##### Supplied entries
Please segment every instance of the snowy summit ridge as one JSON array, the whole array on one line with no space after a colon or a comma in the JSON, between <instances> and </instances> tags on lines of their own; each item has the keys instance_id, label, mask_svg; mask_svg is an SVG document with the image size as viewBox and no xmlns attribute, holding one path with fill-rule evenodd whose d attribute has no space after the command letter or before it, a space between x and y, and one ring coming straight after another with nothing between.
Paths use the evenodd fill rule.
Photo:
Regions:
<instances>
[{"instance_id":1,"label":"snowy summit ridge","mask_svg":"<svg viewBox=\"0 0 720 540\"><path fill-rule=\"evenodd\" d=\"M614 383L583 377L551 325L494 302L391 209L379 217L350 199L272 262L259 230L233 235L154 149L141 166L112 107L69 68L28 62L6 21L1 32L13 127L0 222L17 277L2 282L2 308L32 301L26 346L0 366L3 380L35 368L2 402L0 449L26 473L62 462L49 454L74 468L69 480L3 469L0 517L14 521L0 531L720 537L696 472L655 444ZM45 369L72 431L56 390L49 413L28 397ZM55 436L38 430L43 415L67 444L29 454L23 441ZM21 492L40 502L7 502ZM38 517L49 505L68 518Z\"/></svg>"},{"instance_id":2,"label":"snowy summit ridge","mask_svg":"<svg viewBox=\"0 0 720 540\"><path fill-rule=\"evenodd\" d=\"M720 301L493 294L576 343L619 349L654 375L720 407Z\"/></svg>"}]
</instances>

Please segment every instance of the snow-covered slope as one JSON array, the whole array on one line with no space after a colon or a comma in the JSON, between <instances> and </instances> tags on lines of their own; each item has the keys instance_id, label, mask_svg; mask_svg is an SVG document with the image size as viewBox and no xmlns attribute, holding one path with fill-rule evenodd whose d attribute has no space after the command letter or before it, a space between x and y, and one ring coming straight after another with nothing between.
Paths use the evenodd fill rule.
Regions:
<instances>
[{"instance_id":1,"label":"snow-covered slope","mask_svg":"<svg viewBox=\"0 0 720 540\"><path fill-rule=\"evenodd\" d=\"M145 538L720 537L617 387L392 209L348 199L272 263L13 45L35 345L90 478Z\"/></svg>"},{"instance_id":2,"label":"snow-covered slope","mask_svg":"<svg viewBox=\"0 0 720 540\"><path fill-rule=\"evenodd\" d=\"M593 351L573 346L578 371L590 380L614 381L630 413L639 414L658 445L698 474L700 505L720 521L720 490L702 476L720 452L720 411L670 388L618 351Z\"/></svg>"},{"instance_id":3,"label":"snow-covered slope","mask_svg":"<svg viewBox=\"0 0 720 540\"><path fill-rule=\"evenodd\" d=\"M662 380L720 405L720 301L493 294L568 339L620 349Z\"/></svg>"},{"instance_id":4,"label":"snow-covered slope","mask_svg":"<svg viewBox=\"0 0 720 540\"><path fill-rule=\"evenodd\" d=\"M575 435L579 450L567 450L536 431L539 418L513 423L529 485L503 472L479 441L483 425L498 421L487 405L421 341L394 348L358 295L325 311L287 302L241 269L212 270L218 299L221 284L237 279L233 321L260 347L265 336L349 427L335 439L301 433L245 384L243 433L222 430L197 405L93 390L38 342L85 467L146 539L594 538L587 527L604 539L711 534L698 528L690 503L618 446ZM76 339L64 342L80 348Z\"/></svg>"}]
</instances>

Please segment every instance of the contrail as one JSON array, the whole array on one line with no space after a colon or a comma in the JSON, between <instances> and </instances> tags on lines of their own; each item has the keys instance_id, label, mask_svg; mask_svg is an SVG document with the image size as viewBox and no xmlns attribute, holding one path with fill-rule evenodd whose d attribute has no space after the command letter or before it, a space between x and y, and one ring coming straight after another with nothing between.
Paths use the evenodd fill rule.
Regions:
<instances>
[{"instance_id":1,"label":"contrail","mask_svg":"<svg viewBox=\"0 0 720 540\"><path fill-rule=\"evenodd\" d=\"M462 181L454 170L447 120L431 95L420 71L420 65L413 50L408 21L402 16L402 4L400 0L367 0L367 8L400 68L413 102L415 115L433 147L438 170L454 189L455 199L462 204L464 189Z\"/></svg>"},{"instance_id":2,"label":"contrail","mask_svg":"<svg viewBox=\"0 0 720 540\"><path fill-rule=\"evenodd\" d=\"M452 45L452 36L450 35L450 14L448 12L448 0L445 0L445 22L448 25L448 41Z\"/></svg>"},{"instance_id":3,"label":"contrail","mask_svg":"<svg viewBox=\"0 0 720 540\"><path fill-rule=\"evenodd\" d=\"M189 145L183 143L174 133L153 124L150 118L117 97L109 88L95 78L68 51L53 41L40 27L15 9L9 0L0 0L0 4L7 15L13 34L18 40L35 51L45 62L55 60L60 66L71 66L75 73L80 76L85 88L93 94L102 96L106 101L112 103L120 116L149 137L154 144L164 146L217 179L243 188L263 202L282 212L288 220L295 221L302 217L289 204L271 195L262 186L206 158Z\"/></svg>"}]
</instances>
##########
-- Exercise brief --
Retype all of the entries above line for line, with no changes.

-- Worked solution --
Please segment every instance of the snowy summit ridge as one JSON array, the whole array on one line with no space after a colon or a comma in the JSON, between <instances> and </instances> tags on lines of their own; each item has the keys instance_id, label, mask_svg; mask_svg is an SVG document with the image size as viewBox and no xmlns attribute, holding one path with fill-rule evenodd whose d attribute has no space after the command letter or before it, a space between x and y, and one ring coming straight after another with nothing between.
Paths use the evenodd fill rule.
Photo:
Regions:
<instances>
[{"instance_id":1,"label":"snowy summit ridge","mask_svg":"<svg viewBox=\"0 0 720 540\"><path fill-rule=\"evenodd\" d=\"M614 383L583 377L551 325L494 302L391 209L379 217L350 199L272 262L259 230L233 235L154 149L141 166L112 107L69 68L28 62L6 21L1 32L13 127L0 222L17 277L2 282L2 308L32 301L26 346L0 366L3 380L35 368L2 402L0 449L26 473L62 462L49 454L74 468L69 480L3 469L0 517L14 521L0 531L720 537L696 472L655 444ZM45 369L72 431L56 390L49 413L28 397ZM55 436L38 430L43 415L67 444L29 454L23 441ZM21 492L40 502L7 502ZM38 517L49 505L68 518Z\"/></svg>"},{"instance_id":2,"label":"snowy summit ridge","mask_svg":"<svg viewBox=\"0 0 720 540\"><path fill-rule=\"evenodd\" d=\"M720 301L493 294L576 343L619 349L654 375L720 407Z\"/></svg>"}]
</instances>

Please segment every instance of the snow-covered slope as one JSON array, the whole array on one line with no space after a colon or a comma in the JSON, between <instances> and </instances> tags on lines of their own; each item has the keys instance_id, label, mask_svg; mask_svg is an SVG document with the image size as viewBox and no xmlns attribute, holding one path with fill-rule evenodd whose d attribute has no space after the command letter or before it, a space between x and y, and one ring coming straight after another with nothing between.
Paths use the evenodd fill rule.
Regions:
<instances>
[{"instance_id":1,"label":"snow-covered slope","mask_svg":"<svg viewBox=\"0 0 720 540\"><path fill-rule=\"evenodd\" d=\"M145 538L720 537L617 387L392 209L348 199L272 263L13 45L35 345L90 478Z\"/></svg>"},{"instance_id":2,"label":"snow-covered slope","mask_svg":"<svg viewBox=\"0 0 720 540\"><path fill-rule=\"evenodd\" d=\"M593 351L573 346L578 371L590 380L614 381L630 413L639 414L658 445L698 474L700 505L720 521L720 490L702 476L720 452L720 411L670 388L618 351Z\"/></svg>"},{"instance_id":3,"label":"snow-covered slope","mask_svg":"<svg viewBox=\"0 0 720 540\"><path fill-rule=\"evenodd\" d=\"M662 380L720 405L720 301L493 294L568 339L620 349Z\"/></svg>"},{"instance_id":4,"label":"snow-covered slope","mask_svg":"<svg viewBox=\"0 0 720 540\"><path fill-rule=\"evenodd\" d=\"M575 435L579 450L567 450L536 431L539 418L513 423L529 485L503 472L479 441L483 425L498 421L487 405L421 341L394 348L358 295L325 311L287 302L241 269L212 270L218 299L221 284L237 279L233 321L260 347L265 336L349 427L335 439L301 433L245 384L243 433L222 430L197 405L93 390L38 342L85 467L146 539L594 538L587 527L604 539L711 534L698 528L690 503L618 446ZM76 339L64 342L80 348Z\"/></svg>"}]
</instances>

Please segment every instance of the contrail as one JSON array, the whole array on one line with no space after a colon or a comma in the JSON, between <instances> and </instances> tags on lines of their own; each item has the keys instance_id, label, mask_svg; mask_svg is an SVG document with the image size as viewBox and no xmlns attribute, holding one path with fill-rule evenodd whose d attribute has no space after the command letter or before it, a space between x and y, and one ring coming straight after another with nothing between.
Paths use the evenodd fill rule.
Regions:
<instances>
[{"instance_id":1,"label":"contrail","mask_svg":"<svg viewBox=\"0 0 720 540\"><path fill-rule=\"evenodd\" d=\"M462 181L454 170L447 120L431 95L420 71L420 65L413 50L408 21L402 16L402 4L400 0L367 0L367 8L400 68L413 102L415 115L433 147L438 170L454 189L455 199L462 204L464 189Z\"/></svg>"},{"instance_id":2,"label":"contrail","mask_svg":"<svg viewBox=\"0 0 720 540\"><path fill-rule=\"evenodd\" d=\"M452 45L452 36L450 35L450 14L448 12L448 0L445 0L445 22L448 25L448 41Z\"/></svg>"},{"instance_id":3,"label":"contrail","mask_svg":"<svg viewBox=\"0 0 720 540\"><path fill-rule=\"evenodd\" d=\"M189 145L183 143L174 133L153 124L150 118L117 97L109 88L95 78L68 51L53 41L40 27L15 9L9 0L0 0L0 4L7 15L13 34L18 40L35 51L45 62L55 60L60 66L71 66L75 73L80 76L85 88L93 94L102 96L106 101L112 103L120 116L149 137L154 144L164 146L217 179L243 188L263 202L282 212L288 220L295 221L302 217L289 204L271 195L262 186L206 158Z\"/></svg>"}]
</instances>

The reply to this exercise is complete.